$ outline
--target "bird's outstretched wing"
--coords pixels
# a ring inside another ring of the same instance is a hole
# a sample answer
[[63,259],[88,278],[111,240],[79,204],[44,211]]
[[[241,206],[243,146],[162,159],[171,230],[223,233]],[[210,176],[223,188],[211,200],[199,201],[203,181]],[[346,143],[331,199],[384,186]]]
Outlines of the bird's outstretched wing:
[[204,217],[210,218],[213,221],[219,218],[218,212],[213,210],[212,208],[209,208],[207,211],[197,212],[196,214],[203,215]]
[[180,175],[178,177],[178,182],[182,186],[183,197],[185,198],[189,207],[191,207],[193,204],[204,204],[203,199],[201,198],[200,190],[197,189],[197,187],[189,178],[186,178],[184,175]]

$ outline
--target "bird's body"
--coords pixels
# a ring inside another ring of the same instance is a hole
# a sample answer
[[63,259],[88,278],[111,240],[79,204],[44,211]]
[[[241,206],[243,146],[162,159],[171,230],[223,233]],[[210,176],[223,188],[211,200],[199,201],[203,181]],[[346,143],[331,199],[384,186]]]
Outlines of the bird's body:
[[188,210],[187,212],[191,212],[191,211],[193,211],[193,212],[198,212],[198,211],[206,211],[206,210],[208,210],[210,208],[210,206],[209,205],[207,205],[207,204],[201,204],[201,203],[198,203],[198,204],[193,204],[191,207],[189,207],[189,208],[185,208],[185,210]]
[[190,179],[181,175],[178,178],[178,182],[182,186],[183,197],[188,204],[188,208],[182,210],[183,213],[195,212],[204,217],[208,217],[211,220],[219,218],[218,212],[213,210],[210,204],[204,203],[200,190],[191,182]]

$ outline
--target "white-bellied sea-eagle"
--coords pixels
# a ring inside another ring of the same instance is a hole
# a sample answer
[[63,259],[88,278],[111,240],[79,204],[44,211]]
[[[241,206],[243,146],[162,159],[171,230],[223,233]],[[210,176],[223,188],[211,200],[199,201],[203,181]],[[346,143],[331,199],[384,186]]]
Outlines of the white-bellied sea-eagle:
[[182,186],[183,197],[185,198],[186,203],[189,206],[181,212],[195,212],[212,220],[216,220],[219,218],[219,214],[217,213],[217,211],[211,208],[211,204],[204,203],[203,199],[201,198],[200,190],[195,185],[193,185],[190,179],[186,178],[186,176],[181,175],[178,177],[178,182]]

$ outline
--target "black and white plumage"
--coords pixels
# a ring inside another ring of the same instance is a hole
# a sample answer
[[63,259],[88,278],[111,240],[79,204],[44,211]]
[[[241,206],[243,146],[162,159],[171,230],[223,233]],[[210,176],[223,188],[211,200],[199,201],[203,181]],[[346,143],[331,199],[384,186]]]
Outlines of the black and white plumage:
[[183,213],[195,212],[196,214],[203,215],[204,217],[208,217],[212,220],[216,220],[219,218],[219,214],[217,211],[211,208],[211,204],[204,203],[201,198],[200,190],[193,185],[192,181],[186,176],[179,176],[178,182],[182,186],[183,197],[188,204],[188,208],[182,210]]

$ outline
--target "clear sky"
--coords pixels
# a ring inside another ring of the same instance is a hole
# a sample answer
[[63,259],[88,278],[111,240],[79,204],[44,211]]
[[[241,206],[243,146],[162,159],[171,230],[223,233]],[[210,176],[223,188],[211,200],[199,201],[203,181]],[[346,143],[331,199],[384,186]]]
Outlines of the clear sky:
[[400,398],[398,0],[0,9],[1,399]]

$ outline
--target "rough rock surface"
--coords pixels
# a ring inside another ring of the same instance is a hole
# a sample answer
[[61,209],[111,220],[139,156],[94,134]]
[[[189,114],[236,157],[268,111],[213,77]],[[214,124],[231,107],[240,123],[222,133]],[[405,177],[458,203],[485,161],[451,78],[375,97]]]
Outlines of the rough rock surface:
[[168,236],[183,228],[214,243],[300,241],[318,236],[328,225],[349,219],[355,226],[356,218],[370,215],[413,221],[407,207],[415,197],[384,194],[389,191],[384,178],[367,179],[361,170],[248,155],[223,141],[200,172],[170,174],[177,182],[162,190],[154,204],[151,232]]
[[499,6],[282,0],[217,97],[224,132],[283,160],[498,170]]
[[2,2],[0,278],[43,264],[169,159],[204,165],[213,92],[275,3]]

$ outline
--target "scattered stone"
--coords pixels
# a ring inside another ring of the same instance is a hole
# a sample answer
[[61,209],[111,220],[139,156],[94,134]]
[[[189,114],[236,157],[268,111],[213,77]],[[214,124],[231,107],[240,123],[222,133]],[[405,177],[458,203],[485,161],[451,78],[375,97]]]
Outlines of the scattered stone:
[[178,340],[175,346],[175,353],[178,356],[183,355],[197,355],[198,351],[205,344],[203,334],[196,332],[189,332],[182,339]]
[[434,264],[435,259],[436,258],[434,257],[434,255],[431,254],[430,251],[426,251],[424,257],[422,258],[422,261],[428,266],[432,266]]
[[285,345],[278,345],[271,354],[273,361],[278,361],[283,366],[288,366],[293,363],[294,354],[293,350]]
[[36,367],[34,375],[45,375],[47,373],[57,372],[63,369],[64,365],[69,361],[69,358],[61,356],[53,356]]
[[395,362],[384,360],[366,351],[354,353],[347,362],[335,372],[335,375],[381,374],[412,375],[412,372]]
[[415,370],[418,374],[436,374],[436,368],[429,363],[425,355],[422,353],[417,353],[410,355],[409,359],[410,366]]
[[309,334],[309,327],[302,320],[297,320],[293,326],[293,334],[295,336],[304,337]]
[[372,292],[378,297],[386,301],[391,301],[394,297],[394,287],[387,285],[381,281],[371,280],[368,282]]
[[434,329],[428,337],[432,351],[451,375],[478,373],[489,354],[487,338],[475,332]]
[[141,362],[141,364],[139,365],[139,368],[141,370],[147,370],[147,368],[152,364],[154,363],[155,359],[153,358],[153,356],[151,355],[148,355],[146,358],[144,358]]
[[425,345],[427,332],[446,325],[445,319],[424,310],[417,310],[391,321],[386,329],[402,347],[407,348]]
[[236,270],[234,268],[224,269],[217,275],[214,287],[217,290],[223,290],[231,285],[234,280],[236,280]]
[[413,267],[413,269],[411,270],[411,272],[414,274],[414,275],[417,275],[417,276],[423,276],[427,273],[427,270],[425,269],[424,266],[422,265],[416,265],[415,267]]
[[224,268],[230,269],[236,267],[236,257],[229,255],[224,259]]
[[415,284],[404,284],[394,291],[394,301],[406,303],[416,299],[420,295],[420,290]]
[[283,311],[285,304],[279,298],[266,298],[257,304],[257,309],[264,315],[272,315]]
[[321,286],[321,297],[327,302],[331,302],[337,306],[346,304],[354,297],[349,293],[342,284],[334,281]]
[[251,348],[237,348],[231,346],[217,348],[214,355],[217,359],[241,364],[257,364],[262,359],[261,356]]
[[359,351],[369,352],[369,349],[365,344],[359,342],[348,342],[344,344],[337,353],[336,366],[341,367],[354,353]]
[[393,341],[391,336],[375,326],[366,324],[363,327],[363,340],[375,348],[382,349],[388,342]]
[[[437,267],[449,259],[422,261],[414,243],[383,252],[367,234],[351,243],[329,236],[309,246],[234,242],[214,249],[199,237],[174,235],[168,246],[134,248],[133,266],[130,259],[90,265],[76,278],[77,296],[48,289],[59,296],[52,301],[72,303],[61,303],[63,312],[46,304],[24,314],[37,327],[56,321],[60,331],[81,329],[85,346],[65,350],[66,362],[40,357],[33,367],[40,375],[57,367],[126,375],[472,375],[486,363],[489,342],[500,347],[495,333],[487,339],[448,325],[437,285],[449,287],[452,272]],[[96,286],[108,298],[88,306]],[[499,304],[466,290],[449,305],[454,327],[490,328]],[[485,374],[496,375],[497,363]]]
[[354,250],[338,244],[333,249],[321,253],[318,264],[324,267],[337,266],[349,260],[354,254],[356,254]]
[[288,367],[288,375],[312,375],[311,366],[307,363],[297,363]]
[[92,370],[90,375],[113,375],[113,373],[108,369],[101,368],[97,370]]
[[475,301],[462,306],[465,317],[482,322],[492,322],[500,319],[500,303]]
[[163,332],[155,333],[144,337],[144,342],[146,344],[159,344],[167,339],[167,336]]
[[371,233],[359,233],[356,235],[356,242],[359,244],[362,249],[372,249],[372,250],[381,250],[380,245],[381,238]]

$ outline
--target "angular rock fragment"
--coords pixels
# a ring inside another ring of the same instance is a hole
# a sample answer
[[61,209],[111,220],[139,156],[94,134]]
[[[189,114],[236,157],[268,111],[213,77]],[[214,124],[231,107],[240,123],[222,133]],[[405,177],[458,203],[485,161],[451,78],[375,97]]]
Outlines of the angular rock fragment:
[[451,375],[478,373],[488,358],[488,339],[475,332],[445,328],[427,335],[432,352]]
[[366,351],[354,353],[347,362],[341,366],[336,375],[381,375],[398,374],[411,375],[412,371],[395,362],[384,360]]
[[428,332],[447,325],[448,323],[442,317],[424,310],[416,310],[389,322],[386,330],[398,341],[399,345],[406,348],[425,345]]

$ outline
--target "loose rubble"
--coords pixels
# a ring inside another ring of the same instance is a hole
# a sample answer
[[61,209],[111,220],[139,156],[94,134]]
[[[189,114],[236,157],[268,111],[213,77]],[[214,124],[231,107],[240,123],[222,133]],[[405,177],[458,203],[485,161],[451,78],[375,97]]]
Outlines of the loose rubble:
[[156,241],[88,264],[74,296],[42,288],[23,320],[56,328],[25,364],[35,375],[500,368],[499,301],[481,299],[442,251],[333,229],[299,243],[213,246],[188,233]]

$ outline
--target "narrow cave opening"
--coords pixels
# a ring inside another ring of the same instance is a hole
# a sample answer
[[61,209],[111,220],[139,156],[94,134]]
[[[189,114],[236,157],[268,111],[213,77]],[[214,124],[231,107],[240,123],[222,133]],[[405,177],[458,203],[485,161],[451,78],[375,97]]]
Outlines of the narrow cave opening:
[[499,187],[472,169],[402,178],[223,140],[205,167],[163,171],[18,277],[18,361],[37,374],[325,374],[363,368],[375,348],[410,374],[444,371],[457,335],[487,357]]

--

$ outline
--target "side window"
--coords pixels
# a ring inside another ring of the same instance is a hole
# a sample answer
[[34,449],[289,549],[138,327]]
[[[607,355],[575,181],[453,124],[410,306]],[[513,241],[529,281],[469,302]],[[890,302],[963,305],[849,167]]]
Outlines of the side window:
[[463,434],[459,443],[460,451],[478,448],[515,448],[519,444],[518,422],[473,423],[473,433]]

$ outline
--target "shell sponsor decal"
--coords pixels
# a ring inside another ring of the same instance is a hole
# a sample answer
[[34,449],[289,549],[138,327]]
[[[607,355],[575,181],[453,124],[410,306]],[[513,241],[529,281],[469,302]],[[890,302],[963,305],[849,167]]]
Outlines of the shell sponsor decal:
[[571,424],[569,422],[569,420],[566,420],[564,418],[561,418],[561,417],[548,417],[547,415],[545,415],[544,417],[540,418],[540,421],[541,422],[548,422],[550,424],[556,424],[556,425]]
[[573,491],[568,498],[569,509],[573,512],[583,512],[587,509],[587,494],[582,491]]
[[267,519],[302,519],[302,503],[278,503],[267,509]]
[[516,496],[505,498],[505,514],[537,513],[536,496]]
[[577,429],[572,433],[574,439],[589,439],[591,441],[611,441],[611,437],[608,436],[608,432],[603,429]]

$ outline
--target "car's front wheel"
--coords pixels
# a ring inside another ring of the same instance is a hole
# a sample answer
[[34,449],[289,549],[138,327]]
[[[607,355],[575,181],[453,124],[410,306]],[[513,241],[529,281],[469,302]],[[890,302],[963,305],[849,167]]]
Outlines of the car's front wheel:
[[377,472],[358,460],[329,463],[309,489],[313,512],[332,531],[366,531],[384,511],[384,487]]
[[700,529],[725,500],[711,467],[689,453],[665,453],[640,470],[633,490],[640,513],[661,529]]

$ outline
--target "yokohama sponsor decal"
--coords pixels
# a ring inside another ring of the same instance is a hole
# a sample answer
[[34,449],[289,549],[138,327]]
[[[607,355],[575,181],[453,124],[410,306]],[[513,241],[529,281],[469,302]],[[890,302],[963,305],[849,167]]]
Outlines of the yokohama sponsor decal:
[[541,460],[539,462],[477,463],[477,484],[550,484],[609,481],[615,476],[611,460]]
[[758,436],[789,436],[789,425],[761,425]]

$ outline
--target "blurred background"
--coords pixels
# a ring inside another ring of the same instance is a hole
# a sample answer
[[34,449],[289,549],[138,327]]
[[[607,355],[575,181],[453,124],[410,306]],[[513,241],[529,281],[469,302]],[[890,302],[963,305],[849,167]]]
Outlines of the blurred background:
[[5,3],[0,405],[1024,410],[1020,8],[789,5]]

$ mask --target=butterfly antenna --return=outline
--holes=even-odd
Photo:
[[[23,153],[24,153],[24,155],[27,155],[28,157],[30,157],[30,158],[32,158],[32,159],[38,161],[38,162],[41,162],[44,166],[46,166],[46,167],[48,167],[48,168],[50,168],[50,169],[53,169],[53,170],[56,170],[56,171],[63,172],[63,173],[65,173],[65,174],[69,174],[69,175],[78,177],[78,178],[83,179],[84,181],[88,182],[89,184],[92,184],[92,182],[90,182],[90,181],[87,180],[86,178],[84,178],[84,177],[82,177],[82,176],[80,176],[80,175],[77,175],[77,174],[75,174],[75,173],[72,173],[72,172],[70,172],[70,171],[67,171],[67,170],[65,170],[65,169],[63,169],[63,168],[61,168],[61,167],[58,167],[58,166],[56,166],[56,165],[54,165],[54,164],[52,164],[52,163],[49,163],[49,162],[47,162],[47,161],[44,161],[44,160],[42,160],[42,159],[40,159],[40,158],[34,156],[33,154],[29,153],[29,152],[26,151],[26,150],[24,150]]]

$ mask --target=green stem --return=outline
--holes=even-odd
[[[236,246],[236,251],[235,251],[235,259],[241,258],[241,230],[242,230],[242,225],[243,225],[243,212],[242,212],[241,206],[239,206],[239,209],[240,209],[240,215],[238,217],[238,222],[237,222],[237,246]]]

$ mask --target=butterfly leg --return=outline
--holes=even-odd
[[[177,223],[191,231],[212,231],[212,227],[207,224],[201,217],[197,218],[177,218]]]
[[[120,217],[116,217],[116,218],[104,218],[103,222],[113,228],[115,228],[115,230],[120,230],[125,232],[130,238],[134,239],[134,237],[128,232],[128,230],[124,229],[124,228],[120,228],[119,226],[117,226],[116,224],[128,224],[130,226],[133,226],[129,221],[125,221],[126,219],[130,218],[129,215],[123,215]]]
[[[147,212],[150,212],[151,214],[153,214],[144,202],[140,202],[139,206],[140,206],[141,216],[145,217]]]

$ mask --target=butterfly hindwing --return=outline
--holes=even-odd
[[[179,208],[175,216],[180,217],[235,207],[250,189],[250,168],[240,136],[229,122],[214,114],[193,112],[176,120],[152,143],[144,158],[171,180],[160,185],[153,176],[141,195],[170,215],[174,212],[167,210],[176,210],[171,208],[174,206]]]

* * *

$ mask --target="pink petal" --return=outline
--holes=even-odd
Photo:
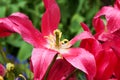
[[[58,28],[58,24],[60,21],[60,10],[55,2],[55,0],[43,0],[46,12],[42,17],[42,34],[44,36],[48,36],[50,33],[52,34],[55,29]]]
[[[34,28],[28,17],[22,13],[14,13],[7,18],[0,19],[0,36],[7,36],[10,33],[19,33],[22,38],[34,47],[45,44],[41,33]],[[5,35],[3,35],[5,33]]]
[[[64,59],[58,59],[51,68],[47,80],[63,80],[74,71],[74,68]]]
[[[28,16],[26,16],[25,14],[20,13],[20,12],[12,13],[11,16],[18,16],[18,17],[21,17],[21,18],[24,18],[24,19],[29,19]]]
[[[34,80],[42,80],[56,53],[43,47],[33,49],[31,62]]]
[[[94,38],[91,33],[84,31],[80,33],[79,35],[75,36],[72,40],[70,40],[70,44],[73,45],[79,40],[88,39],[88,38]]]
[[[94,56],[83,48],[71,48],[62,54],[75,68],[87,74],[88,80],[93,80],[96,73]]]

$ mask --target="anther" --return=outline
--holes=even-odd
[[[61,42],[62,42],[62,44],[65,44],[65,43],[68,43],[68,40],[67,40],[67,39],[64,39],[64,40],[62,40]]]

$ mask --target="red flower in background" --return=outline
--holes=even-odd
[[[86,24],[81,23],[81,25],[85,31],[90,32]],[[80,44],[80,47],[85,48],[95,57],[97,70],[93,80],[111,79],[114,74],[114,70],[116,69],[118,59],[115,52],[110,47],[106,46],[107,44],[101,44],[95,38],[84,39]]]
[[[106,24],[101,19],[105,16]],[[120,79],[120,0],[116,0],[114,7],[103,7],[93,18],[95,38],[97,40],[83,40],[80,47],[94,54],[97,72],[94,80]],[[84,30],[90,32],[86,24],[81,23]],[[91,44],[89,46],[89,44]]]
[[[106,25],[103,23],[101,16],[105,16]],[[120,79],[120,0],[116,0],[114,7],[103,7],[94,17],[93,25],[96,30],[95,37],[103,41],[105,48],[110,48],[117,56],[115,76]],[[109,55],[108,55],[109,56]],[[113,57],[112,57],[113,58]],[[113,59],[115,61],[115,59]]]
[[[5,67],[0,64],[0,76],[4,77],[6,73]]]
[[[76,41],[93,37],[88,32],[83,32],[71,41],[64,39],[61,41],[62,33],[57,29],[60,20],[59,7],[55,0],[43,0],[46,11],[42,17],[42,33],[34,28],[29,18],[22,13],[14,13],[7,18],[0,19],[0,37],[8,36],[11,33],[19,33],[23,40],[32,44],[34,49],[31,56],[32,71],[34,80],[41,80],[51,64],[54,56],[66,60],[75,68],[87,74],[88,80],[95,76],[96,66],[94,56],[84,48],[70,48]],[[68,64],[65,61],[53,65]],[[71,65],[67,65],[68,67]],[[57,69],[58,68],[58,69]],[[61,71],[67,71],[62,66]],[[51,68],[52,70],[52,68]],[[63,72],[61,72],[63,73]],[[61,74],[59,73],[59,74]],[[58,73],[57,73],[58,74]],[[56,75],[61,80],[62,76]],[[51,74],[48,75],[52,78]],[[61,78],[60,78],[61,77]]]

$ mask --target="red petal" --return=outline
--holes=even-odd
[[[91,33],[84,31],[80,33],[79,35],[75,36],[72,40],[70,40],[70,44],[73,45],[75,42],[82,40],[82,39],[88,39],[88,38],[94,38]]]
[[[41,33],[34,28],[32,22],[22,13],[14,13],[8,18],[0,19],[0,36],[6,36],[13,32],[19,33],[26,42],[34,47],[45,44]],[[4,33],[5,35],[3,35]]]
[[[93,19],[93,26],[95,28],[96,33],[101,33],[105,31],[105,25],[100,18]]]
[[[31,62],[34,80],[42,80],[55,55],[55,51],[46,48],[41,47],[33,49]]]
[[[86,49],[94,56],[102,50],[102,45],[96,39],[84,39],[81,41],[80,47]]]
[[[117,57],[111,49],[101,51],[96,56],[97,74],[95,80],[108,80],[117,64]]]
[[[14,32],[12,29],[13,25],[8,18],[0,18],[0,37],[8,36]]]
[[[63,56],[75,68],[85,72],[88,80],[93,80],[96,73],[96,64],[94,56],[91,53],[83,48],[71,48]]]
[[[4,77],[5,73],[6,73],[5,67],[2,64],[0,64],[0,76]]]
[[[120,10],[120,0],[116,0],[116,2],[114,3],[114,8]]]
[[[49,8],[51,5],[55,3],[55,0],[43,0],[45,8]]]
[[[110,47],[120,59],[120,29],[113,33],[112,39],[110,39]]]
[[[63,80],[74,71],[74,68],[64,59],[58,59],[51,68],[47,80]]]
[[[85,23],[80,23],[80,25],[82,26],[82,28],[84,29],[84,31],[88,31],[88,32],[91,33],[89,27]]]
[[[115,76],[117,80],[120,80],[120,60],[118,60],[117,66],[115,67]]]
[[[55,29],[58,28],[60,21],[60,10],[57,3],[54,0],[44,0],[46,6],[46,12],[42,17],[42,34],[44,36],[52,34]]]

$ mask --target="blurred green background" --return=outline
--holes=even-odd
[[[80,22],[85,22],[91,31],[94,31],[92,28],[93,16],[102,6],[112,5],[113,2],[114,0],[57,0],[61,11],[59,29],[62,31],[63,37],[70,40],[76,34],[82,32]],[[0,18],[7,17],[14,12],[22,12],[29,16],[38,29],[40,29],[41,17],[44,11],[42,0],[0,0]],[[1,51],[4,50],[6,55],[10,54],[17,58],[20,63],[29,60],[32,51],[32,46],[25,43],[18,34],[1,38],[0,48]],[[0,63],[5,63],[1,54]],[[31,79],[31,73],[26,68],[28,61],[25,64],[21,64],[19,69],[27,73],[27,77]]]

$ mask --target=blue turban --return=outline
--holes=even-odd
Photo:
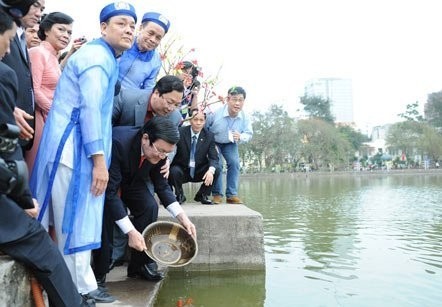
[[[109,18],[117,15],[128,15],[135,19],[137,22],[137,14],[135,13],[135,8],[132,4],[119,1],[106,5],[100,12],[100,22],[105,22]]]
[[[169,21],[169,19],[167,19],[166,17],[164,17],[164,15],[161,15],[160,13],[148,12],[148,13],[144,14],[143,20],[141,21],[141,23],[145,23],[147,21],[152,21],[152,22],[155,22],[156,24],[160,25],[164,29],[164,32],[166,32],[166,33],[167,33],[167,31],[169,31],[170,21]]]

## What the task requires
Among the entries above, count every line containing the string "butterfly". Your reply must be that number alone.

## Answer area
3